WHAT IS NEEDED:
Reproduce the rows below with "earns a point" changed to "receives one point" wherever it occurs, keeping everything else identical.

LISTING:
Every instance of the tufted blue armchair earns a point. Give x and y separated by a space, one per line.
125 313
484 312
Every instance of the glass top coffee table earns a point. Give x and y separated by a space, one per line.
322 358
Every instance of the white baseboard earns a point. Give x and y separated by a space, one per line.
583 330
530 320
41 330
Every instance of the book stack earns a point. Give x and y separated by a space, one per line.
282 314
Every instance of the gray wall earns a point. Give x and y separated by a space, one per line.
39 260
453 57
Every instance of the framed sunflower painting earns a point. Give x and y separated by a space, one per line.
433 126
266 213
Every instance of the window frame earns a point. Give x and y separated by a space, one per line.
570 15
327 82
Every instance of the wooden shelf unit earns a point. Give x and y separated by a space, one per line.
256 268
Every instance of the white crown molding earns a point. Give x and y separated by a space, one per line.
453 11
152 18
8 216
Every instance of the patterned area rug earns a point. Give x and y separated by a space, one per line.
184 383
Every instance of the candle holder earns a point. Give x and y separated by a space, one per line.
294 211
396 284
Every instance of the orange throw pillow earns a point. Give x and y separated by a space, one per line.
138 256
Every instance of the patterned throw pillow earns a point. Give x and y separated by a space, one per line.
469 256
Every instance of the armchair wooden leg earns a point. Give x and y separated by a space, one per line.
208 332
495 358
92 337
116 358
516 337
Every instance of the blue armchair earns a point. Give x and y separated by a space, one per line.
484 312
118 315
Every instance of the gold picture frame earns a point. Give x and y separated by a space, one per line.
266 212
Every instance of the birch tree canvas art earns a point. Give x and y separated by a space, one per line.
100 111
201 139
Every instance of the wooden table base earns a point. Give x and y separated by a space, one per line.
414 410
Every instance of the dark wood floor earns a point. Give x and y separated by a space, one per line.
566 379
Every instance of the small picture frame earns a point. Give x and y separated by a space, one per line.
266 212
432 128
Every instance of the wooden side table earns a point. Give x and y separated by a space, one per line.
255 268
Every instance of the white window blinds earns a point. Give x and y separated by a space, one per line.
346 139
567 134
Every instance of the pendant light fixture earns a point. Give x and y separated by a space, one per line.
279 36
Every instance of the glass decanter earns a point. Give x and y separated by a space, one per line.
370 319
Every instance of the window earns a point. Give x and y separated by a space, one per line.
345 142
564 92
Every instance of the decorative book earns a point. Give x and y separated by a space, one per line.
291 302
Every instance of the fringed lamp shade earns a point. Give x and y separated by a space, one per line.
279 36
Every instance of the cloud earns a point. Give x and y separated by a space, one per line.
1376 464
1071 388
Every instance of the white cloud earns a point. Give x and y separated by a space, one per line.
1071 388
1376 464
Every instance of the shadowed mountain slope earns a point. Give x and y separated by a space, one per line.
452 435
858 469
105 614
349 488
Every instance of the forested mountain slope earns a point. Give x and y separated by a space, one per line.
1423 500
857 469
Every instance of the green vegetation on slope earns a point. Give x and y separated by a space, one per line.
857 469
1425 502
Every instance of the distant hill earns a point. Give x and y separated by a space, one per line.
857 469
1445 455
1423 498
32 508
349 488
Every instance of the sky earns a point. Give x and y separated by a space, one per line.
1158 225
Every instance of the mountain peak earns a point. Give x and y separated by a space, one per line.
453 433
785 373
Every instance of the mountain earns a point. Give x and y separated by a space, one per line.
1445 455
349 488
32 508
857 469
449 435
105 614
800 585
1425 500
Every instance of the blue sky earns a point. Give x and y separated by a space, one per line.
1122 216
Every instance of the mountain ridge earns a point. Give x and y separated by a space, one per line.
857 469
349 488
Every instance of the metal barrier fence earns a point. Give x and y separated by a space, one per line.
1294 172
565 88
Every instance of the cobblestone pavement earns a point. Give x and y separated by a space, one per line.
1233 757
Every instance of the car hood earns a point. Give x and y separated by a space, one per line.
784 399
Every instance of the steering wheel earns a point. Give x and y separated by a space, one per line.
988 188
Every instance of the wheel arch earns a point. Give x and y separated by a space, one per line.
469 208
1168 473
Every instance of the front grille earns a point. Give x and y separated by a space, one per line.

EXERCISE RESULT:
Every instance of the tufted blue armchair receives one point. Give x and y separated by a space, one per line.
125 313
484 312
Every instance of the glass top coffee table receives one point. Give x and y separated by a space, one per line.
322 358
Every instance of the white baseboard receives one point. Give x and y separated by a space, one per line.
583 330
530 320
41 330
Every instance of the book stack receives one point. Give x and y separated by a space, one per line.
282 314
Every instance of the gray wall receives one point. Give x and y separated by a space, one per line.
39 260
453 57
Every instance of the framed sunflower painting receives one point. Give x and y separated by a space, one per line.
433 126
266 213
Every instance of the window frame receives one point. Give x and y separated by a space, one per line.
570 15
327 82
Every instance of the wooden shelf unit receives one point. Give x and y separated by a space, one per line.
256 268
Every instance of the white crown molding receives one point. Give x and y separated by a space, one per line.
453 11
152 18
8 216
Every instance of the patterned area rug receives one point. Give x and y separated by a space, one per line.
184 383
Every instance of the candle holder receives one point. Give x and y separated by a space, one per line.
294 211
396 284
Every instance of the orange throw pillow receives one point. Give x and y separated by a space, one per line.
138 256
Every instance of the patterned throw pillow receives one point. Give x and y separated by a space, one per line.
469 256
Every instance of the armchair wooden leg receives one point. Give x and y separated by a space, one per line.
208 332
495 358
92 337
116 358
516 337
Every instance of the blue armchair receives one point. Give x and y separated by a space, one per line.
484 312
118 315
Every instance of the gold picture frame receives one point. Give x and y separated by a space, one per line.
266 212
Every instance of the birch tree canvas art receives one point. Give x and y separated by a space, one per line.
100 111
201 139
Every instance of the wooden table base receives one point. Give x and y separated by a space, one per line.
414 410
Every instance of the dark wood floor receives one point. Give x and y separated by a space, one per line.
566 379
Every instance of the small picture frame receives one point. Give x and y separated by a space, one per line.
266 212
432 128
Every instance of the wooden side table receives one point. Give x and y separated by a space, one per line.
255 268
Every instance of the white window blinds receives one point. Give x and y separated by a space, one per line.
346 139
567 134
Every instance of the pendant light fixture receives one point. Give x and y separated by a space, one per line.
279 36
Every instance of the glass decanter receives one point. Give x and y separated by a space, one per line.
370 319
Every instance of the window receives one point. Give x and y separated by a space, one per line.
345 142
564 92
Every instance of the decorative book receives one point. Give x and y separated by a space, one per line.
291 302
Every instance of the fringed lamp shade receives one point. Give x and y separated by a space, one per line.
279 36
Every instance of the cloud receives one point. Give x and y separated by a space, one per line.
1376 464
1071 388
Every instance of the white cloud receives one point. Give x and y separated by a space, one per line.
1071 388
1376 464
Every instance of the shadowed mountain slope receives one point. Give x and y separated by a space, one per line.
452 435
858 469
105 614
349 488
Every instance of the forested mountain slope receives one point. Give x and y separated by a space, one per line.
1423 500
857 469
Every instance of the green vegetation on slope receives one point. Give x and y separated by a space, one per line.
857 469
1425 502
Every instance of the distant hill receives one point. Give x and y separated by a space, one per line.
857 469
1445 455
1423 498
32 508
349 488
Every instance of the sky receives one point. Give x and y separated by a space, one per line.
1158 225
Every instance of the mountain peak receives one point. Give x and y separated by a space, one per line.
453 433
785 373
Every instance of the mountain receives one point. Give x and y separated by a space, one per line.
1445 455
349 488
32 508
857 469
449 435
105 614
800 585
1425 500
Every instance of the blue sky receives one point. Give x and y separated by a space, one per line.
1122 216
Every instance of the mountain ridge receives one point. Give x and y separated by a space, one per line.
857 469
349 488
Every instance of the metal barrier fence receives one point. Give x and y separated by a space, one per line.
1294 172
565 88
Every instance of the cobblestone pavement receives one point. Give x and y separated by a space, one per line.
1233 757
Every instance of the car hood receives one point. Give x and y separated by a space, one per line.
784 399
Every instance of the steering wheel receives one point. Give x and y separated by a space, one per line.
988 188
Every instance of the wheel arch receives one point. Give x and y separated by a space, one per line.
469 208
1168 473
Every instance of the front grille receives one point. Give x and y separated by a space, one per line.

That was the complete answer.